*Task prompt:* Read the data below line by line and copy each one with "cookie" in it.
(Supplied data Opens)
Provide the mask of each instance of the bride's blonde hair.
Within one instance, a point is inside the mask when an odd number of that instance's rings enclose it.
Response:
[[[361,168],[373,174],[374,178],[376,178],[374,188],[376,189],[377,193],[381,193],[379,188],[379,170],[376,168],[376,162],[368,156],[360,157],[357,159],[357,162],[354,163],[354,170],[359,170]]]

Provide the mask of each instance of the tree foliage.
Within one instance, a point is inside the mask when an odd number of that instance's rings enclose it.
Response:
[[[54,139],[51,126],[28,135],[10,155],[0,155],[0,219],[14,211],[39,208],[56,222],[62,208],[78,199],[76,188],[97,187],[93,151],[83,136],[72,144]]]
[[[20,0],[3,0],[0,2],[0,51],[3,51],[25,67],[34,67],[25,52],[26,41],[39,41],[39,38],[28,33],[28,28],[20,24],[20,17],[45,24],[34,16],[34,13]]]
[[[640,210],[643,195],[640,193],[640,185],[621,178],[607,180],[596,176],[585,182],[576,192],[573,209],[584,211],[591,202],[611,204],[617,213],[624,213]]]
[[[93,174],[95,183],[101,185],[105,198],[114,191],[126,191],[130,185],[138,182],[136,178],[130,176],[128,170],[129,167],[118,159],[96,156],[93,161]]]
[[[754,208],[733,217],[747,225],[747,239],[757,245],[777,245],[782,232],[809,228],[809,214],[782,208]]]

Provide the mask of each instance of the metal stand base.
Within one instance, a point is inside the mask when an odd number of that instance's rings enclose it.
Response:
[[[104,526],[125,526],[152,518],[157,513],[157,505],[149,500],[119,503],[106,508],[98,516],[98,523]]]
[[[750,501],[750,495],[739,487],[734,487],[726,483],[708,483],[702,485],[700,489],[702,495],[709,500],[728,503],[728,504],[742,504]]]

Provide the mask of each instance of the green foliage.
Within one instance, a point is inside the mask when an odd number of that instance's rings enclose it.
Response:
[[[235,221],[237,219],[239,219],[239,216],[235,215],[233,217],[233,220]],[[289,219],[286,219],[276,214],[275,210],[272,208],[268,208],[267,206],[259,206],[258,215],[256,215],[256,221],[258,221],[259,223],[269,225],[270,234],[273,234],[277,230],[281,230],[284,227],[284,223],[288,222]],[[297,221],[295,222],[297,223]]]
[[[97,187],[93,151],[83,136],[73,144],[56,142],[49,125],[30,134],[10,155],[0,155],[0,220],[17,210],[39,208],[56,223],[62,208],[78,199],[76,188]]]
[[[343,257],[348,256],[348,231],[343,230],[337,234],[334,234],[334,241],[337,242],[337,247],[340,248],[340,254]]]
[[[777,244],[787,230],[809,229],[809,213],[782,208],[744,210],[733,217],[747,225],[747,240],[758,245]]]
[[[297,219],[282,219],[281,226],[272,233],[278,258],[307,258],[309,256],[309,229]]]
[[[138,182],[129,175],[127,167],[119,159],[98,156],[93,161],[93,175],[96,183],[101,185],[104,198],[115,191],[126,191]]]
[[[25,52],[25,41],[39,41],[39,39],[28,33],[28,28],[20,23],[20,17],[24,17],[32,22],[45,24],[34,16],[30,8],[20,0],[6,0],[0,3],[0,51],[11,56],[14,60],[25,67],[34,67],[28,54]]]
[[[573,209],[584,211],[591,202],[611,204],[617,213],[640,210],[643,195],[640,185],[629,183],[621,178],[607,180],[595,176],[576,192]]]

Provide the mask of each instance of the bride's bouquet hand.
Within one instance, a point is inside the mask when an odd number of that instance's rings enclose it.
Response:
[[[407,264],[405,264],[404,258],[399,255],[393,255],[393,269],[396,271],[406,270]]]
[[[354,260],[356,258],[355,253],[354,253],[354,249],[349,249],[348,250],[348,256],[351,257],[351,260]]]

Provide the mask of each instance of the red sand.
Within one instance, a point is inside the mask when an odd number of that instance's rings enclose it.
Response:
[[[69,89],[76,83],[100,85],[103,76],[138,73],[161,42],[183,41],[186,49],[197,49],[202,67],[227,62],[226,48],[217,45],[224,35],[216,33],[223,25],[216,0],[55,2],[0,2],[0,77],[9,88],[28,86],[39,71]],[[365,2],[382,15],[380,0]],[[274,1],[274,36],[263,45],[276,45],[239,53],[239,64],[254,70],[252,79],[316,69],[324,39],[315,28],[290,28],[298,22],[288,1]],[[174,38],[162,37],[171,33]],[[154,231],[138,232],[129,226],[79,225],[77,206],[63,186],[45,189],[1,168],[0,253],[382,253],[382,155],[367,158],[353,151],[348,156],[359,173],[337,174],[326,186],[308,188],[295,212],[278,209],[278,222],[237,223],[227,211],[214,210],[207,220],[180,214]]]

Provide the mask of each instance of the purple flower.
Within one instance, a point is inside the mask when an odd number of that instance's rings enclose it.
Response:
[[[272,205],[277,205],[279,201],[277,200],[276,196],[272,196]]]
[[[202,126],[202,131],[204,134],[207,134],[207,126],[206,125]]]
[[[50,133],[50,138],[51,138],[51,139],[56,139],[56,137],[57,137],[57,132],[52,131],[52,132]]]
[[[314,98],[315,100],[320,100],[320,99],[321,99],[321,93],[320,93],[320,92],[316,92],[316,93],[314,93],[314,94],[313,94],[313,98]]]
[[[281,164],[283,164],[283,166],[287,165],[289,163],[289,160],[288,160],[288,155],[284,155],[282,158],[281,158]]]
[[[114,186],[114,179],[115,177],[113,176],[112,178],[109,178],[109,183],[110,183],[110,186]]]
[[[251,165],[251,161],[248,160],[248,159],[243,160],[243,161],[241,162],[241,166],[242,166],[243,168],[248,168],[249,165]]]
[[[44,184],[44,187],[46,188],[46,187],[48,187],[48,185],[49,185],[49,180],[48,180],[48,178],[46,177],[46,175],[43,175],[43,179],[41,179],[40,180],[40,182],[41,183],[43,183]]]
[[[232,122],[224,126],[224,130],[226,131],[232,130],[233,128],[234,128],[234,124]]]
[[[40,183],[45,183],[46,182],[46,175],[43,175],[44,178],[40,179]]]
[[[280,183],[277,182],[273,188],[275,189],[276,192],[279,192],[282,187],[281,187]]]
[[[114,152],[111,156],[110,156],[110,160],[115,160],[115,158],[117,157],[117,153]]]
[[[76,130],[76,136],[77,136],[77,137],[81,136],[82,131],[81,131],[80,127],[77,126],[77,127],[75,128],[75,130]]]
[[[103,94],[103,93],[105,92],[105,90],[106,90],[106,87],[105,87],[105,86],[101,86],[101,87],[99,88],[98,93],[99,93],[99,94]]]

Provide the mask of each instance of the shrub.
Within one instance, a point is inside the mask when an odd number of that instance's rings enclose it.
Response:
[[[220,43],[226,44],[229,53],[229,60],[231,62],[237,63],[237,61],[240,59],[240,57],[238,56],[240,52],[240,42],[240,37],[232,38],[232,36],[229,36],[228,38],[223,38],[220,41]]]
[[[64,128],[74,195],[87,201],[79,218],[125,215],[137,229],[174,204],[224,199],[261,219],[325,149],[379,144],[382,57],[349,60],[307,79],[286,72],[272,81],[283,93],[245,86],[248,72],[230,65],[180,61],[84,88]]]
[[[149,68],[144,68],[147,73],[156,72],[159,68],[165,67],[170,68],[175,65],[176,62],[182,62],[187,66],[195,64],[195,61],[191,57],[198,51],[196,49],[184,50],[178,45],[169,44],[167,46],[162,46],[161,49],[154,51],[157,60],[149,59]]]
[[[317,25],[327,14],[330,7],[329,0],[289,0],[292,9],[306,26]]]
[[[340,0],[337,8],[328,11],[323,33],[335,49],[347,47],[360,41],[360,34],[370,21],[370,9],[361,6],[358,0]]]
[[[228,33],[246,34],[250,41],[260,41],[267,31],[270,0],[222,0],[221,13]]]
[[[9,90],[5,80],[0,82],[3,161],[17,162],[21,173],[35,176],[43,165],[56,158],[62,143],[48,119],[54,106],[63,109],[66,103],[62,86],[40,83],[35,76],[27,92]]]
(Supplied data Closes)
(Supplied data Opens)
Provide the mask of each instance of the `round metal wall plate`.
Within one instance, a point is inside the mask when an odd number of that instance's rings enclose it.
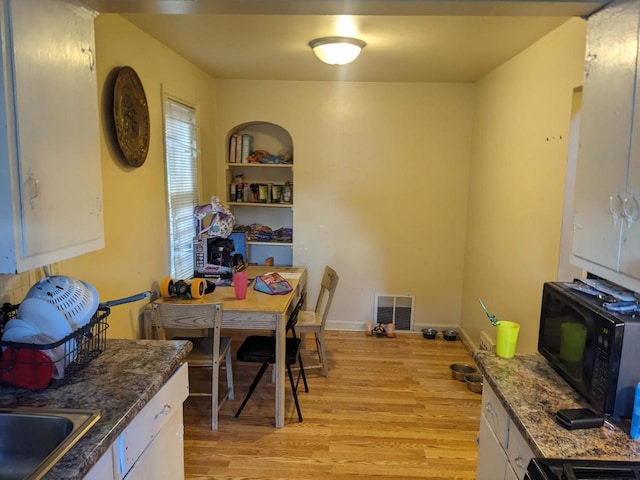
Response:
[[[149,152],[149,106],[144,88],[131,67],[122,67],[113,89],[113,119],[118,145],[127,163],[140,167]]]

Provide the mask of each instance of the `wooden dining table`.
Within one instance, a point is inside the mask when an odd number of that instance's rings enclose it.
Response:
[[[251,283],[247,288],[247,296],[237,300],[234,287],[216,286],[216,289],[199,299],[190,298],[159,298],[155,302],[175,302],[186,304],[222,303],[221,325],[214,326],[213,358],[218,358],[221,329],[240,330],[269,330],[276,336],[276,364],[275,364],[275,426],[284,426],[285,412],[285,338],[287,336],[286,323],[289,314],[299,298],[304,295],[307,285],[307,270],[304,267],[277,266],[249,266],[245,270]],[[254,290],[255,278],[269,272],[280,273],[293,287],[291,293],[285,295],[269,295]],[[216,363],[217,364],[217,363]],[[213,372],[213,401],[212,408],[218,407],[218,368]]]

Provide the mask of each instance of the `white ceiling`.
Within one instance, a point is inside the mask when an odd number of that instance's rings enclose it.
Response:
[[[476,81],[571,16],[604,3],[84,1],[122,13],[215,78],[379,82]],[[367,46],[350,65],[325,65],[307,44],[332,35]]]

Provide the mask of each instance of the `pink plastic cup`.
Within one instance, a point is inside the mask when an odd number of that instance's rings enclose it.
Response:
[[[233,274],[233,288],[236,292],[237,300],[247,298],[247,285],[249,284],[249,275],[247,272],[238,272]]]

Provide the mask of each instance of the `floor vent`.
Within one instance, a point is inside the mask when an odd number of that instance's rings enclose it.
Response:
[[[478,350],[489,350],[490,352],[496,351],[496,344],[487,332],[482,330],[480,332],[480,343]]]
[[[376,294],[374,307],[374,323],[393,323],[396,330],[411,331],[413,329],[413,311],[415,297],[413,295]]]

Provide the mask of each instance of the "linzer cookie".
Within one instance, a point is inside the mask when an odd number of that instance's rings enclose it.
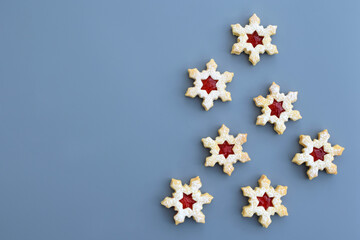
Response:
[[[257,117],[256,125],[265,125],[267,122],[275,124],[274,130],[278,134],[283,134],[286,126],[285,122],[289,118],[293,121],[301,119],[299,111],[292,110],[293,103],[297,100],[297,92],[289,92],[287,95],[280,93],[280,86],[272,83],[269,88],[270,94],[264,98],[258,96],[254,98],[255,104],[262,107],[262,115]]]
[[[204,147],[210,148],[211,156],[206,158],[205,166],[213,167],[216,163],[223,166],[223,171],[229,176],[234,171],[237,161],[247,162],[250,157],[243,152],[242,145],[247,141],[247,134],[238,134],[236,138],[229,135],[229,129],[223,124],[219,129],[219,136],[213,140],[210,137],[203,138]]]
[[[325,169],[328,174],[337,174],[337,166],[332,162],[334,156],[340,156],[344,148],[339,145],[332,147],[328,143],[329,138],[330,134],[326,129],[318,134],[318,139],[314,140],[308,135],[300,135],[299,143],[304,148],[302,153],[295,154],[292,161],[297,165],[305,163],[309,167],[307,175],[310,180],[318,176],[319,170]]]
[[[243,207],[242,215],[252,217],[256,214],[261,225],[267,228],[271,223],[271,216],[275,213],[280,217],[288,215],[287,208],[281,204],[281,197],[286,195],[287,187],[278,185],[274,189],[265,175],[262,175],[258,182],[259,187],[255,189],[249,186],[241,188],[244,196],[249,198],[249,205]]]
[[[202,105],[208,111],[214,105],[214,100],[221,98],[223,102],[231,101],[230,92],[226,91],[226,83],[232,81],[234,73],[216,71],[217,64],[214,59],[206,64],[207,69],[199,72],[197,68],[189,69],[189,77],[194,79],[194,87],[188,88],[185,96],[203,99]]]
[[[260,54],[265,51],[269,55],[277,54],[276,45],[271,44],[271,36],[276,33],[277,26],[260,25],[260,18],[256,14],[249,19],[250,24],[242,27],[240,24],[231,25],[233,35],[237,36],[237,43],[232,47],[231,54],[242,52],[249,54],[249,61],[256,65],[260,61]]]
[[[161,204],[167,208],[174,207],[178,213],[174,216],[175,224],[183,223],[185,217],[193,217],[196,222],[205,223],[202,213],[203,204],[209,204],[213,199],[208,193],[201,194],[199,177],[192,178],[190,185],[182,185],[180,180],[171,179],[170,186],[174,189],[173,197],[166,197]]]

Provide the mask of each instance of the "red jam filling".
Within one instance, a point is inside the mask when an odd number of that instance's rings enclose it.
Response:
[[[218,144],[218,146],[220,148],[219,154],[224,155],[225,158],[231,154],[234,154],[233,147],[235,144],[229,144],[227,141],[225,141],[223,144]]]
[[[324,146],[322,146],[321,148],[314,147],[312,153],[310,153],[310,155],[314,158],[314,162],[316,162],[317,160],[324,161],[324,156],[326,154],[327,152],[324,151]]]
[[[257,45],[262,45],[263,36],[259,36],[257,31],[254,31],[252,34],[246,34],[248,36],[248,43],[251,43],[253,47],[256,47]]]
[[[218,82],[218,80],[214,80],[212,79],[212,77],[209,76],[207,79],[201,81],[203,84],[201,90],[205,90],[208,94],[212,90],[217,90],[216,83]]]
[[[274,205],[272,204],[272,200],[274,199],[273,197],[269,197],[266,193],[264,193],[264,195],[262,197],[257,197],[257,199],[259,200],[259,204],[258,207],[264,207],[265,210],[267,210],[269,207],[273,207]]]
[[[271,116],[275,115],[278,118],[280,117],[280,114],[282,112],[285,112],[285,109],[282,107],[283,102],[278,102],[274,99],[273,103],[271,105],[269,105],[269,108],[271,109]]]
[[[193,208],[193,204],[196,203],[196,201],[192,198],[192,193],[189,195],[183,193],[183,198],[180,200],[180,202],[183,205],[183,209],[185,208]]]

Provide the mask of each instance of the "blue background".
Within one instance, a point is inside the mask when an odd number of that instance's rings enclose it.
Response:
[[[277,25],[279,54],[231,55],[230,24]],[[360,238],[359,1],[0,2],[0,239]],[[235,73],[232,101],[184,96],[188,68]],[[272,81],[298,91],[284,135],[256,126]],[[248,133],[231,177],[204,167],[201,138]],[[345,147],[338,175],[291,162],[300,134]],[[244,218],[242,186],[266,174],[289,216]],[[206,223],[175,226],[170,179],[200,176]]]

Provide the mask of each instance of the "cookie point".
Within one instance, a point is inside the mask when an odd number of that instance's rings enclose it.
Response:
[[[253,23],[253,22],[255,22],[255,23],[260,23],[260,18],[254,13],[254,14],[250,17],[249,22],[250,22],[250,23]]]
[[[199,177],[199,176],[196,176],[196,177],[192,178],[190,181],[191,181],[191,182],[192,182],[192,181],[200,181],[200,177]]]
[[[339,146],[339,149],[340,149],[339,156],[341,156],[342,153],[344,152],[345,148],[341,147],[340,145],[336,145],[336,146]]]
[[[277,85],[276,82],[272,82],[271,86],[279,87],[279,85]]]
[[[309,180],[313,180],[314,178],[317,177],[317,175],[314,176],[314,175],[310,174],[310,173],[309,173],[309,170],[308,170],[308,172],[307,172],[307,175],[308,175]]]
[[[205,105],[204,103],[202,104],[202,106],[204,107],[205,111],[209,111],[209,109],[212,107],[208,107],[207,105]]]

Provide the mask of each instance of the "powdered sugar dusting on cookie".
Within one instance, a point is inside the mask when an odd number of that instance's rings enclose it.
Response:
(Supplied data Closes)
(Supplied data Opens)
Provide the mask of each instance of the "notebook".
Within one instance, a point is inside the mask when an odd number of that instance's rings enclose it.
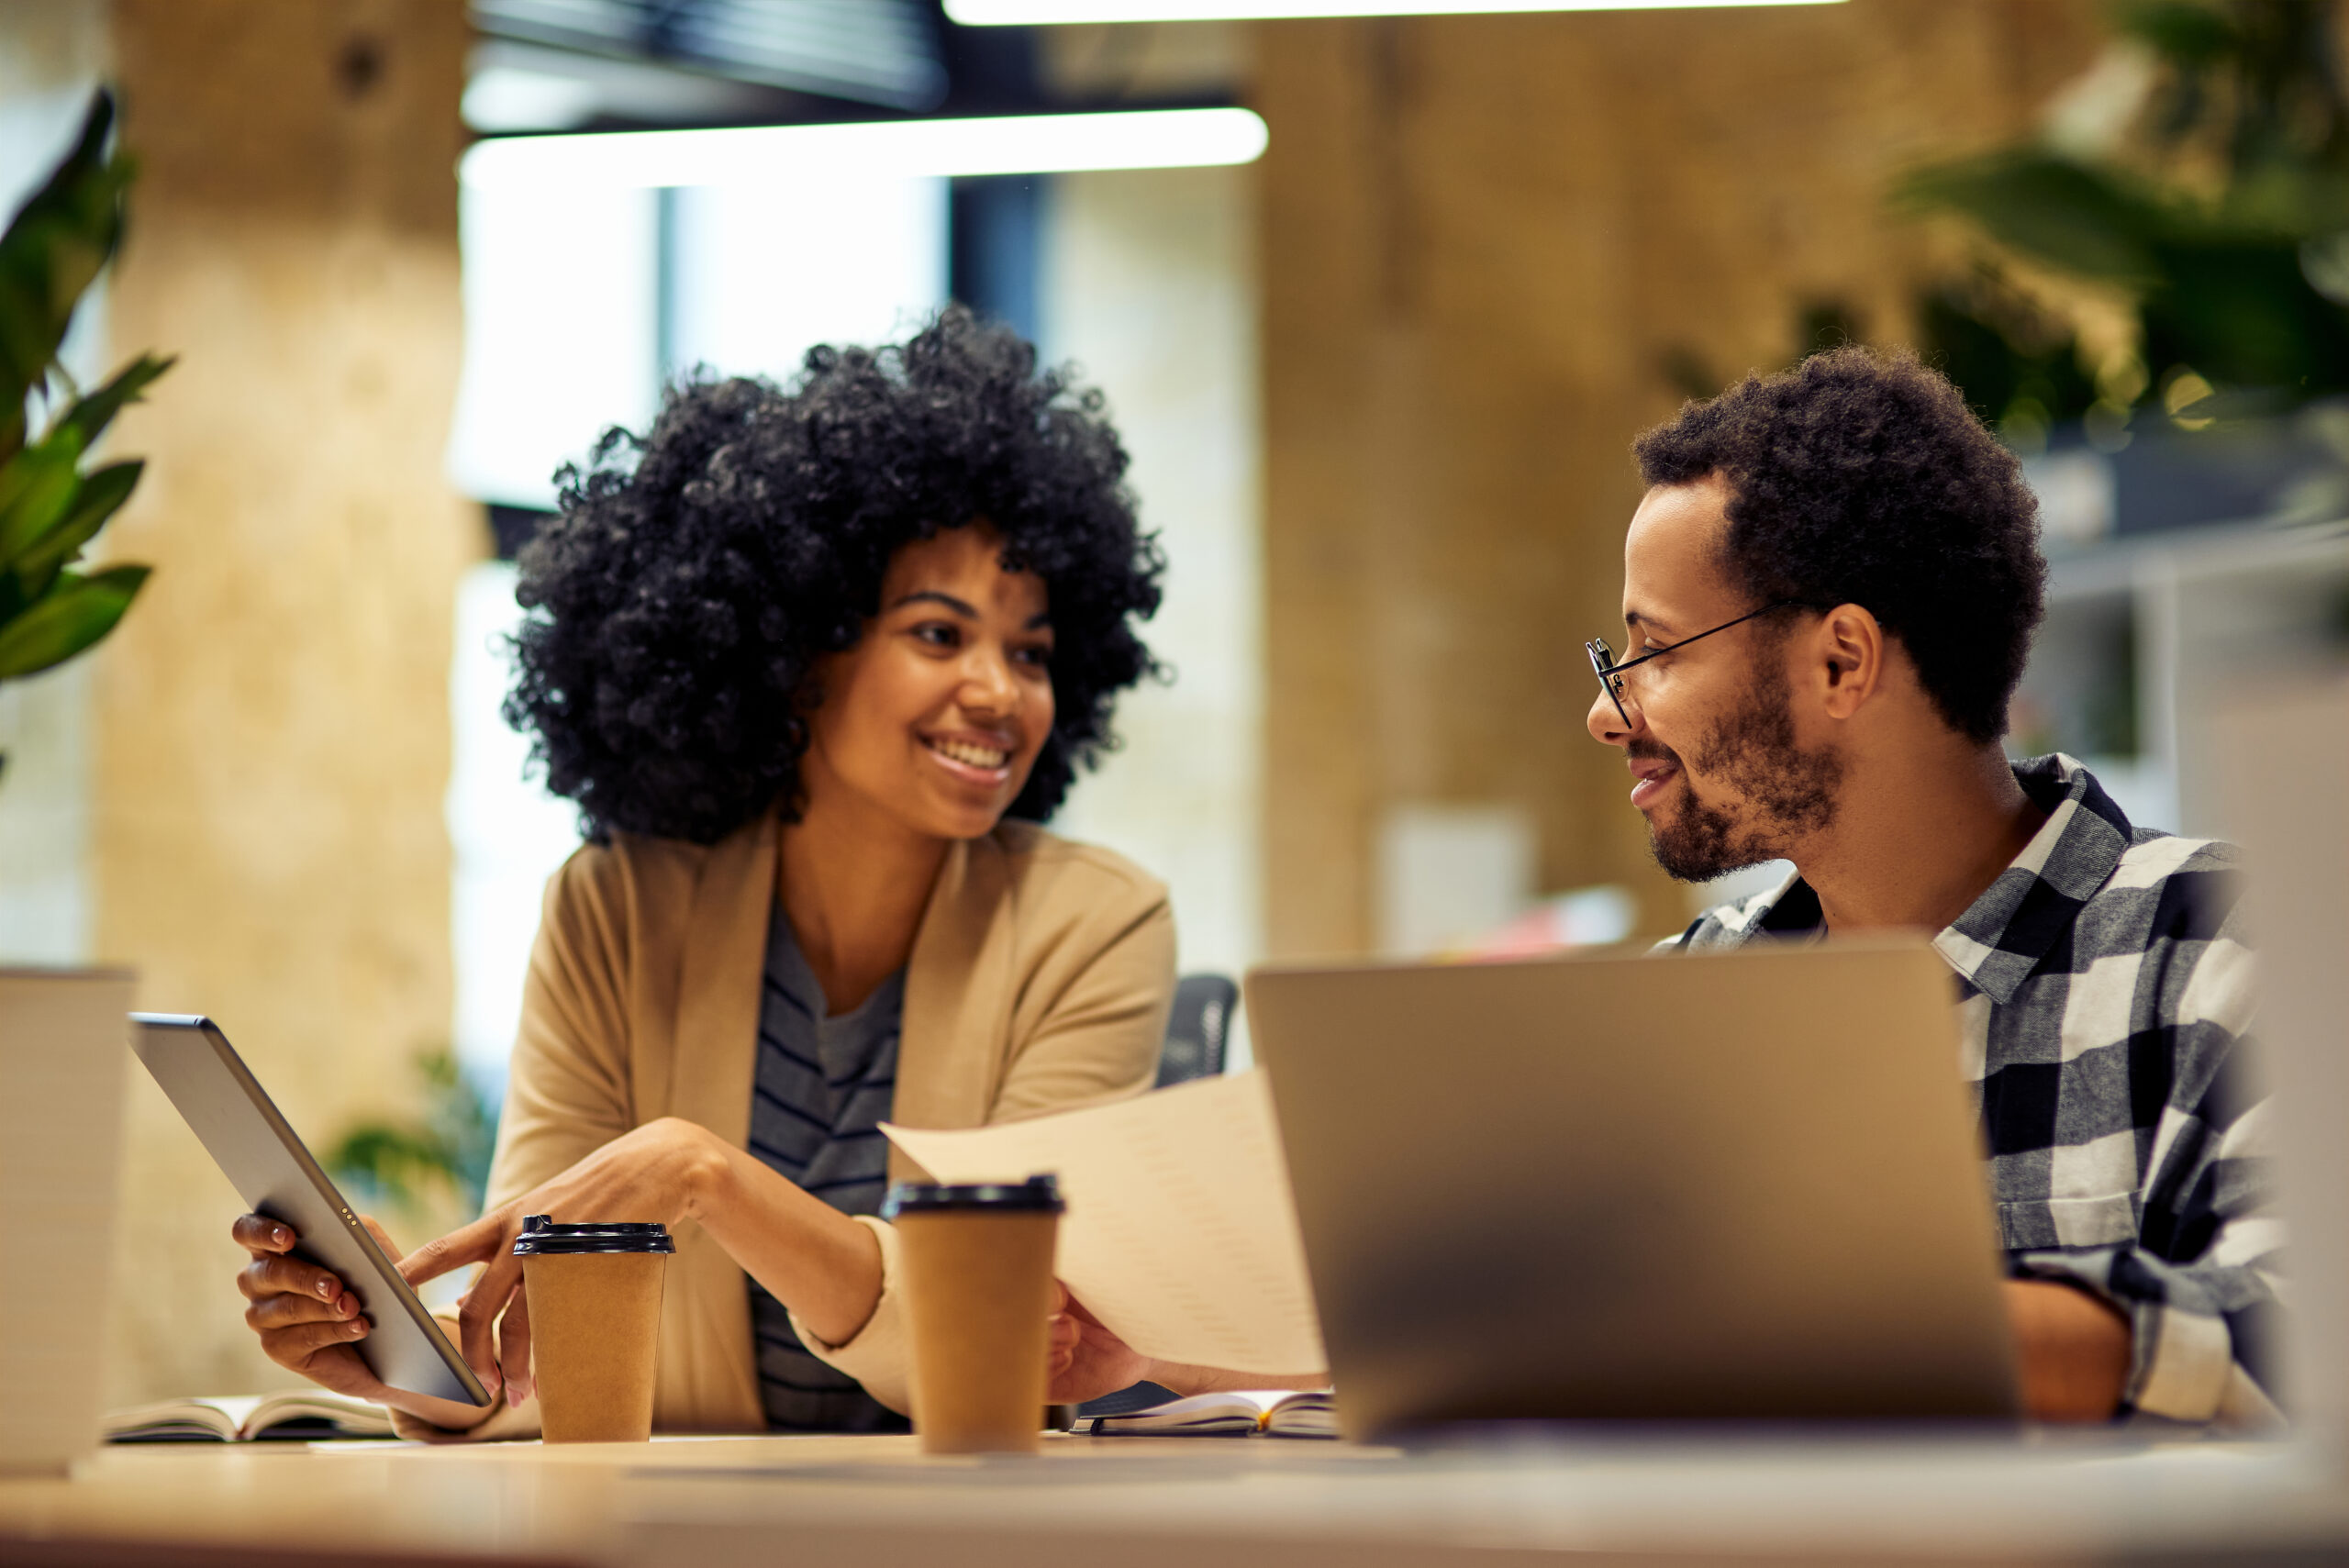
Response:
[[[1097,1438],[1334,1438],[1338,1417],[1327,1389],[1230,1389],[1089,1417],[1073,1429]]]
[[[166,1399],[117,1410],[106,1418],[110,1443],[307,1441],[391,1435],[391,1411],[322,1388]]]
(Supplied data Closes)
*Exercise result:*
Provide the mask of each instance of the "linzer cookie".
Provide the mask of each instance of the "cookie point".
Provide the mask of each instance of the "powdered sugar dusting on cookie".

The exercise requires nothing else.